— AIM —
Reproduce the lines word for word, starting at the line that contains "For every instance of the curved" and continuing through the last line, with both ends included.

___ DATA SHOWN ___

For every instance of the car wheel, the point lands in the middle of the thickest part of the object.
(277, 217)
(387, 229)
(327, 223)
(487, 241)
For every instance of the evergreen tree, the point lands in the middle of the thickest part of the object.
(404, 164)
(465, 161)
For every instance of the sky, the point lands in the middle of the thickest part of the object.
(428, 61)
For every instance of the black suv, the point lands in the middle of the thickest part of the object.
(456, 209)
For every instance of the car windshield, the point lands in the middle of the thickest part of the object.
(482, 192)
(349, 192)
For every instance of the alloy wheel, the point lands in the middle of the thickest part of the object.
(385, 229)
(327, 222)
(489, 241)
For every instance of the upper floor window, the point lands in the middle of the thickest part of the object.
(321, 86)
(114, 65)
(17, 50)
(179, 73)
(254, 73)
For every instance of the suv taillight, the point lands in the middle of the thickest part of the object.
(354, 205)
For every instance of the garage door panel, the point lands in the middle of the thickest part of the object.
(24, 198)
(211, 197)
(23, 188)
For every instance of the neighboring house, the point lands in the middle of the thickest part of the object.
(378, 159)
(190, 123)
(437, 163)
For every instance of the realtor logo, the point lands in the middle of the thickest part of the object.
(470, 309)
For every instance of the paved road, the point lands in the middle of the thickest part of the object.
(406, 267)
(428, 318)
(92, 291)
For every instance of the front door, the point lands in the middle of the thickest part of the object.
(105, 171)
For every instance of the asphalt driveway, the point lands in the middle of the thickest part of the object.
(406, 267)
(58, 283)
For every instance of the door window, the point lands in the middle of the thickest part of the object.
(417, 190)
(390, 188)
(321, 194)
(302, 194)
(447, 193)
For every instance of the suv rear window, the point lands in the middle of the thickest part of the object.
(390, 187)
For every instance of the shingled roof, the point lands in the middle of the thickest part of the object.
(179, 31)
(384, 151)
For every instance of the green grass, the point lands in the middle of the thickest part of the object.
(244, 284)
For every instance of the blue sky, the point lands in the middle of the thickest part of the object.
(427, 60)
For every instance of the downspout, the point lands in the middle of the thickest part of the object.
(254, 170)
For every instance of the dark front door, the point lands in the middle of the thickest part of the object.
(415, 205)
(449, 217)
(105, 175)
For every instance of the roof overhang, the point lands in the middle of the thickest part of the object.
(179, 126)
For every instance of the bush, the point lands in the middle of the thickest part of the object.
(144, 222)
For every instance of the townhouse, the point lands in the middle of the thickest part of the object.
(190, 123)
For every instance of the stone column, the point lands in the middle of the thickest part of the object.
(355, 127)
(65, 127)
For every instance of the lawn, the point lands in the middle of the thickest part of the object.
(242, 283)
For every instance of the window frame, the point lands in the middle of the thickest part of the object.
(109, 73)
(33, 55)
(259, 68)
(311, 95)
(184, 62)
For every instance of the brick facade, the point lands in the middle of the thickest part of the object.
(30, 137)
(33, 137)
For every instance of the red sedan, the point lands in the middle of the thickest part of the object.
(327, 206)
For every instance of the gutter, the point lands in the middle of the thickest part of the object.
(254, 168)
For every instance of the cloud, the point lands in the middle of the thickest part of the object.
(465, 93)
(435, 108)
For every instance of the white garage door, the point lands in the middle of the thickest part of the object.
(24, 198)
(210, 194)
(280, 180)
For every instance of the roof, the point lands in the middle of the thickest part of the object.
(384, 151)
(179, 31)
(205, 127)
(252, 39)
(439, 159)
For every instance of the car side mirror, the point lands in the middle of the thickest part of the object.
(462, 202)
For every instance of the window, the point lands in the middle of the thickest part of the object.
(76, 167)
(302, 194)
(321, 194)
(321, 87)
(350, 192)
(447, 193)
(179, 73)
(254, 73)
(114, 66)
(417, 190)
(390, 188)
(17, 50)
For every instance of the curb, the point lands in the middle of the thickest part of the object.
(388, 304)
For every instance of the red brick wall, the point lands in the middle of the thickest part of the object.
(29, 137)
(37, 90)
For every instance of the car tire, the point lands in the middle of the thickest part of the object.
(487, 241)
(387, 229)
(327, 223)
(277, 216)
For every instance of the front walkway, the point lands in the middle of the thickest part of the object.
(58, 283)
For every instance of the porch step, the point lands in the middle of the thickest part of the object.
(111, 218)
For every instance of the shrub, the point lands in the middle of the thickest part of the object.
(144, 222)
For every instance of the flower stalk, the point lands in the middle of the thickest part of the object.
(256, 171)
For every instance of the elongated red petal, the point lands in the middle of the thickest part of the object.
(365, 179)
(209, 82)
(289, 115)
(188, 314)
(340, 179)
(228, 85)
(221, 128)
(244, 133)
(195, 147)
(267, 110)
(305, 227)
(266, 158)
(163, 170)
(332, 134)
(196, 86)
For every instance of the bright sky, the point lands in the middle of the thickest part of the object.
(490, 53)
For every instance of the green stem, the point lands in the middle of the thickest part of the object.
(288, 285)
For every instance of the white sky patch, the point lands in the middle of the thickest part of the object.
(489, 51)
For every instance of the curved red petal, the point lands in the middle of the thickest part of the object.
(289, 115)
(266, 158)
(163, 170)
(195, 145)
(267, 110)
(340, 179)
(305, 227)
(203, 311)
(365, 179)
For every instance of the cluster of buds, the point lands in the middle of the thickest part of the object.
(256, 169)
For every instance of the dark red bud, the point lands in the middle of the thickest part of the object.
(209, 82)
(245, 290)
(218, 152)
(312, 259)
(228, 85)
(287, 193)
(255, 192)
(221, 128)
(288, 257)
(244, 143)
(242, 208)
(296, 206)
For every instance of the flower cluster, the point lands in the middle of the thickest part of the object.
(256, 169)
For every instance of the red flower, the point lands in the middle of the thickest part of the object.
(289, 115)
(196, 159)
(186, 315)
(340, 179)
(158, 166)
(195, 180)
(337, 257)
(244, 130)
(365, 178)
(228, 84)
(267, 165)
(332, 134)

___

— SOLUTION BELOW —
For every instance of the curved red petal, the point lands in the middle of the thickest part of the object.
(289, 115)
(266, 158)
(163, 170)
(195, 145)
(267, 110)
(340, 179)
(305, 227)
(203, 311)
(365, 179)
For every instance of the cluster of buds, the point lands in the middle of the thickest part of the object.
(256, 169)
For every instance of the dark red bud, the point lands in the middle of the thickest part of the object.
(209, 82)
(245, 290)
(218, 152)
(312, 259)
(228, 85)
(287, 193)
(255, 192)
(221, 128)
(288, 257)
(244, 143)
(242, 208)
(296, 206)
For every instance of the flower cluster, the point lands in the middle of the thickest part of the object.
(256, 169)
For every instance of the red flower, the point lands in the middle of the thickest part of the object.
(289, 115)
(196, 159)
(186, 315)
(340, 179)
(158, 166)
(195, 180)
(337, 257)
(244, 130)
(365, 178)
(228, 84)
(267, 165)
(332, 134)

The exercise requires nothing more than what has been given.